La famille de Nazareth

Quelques réflexions d’actualité

Chaque année, cette fête me laisse quelque peu perplexe. Pourquoi ? Parce que proposer la famille de Nazareth comme un modèle pour nos familles modernes, en ces temps de fragmentation des anciennes habitudes, de perte de repères traditionnels et de chaos social, me semble quelque chose de vraiment utopique ! Comme me disait un jour cette maman : "Vous avez beau nous proposer l’exemple de la sainte famille, mais Marie avait comme enfant le Fils de Dieu !"

Une fois cette première difficulté acceptée, rien n’empêche que l’on puisse puiser dans cette fête chrétienne de la « Sainte Famille de Nazareth » quelques orientations utiles pour nos foyers d’aujourd’hui, même si nous vivons dans un contexte social et culturel totalement diffèrent et beaucoup plus difficile et compliqué que celui de cette famille qui a vécu il y deux mille ans de nous.

[DONNÉES FOURNIES]
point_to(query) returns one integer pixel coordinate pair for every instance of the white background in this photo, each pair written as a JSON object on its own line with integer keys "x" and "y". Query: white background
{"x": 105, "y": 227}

[CONSIGNES]
1: Indiquez si chaque affirmation s'accorde avec le texte sur la famille de Nazareth, en répondant par oui ou non et en citant les mots décisifs du texte.
(a) Le texte juge utopique de proposer la famille de Nazareth comme modèle aux familles modernes.
(b) Selon le texte, le contexte social actuel est plus simple que celui de la famille de Nazareth.
(c) Une maman a fait remarquer que Marie avait pour enfant le Fils de Dieu.
2: Répondez brièvement à ces questions sur le texte sur la famille de Nazareth.
(a) À quelle fréquence la fête laisse-t-elle perplexe ?
(b) Il y a combien de temps la famille de Nazareth a-t-elle vécu, selon le texte ?
(c) Quels trois traits de notre époque le texte mentionne-t-il ?
La liste n'est pas utile pour ce travail.

[CORRIGÉ]
1:
(a) Oui : « me semble quelque chose de vraiment utopique ! »
(b) Non : « beaucoup plus difficile et compliqué »
(c) Oui : « mais Marie avait comme enfant le Fils de Dieu ! »

2:
(a) Chaque année.
(b) Deux mille ans.
(c) La fragmentation des anciennes habitudes, la perte de repères traditionnels et le chaos social.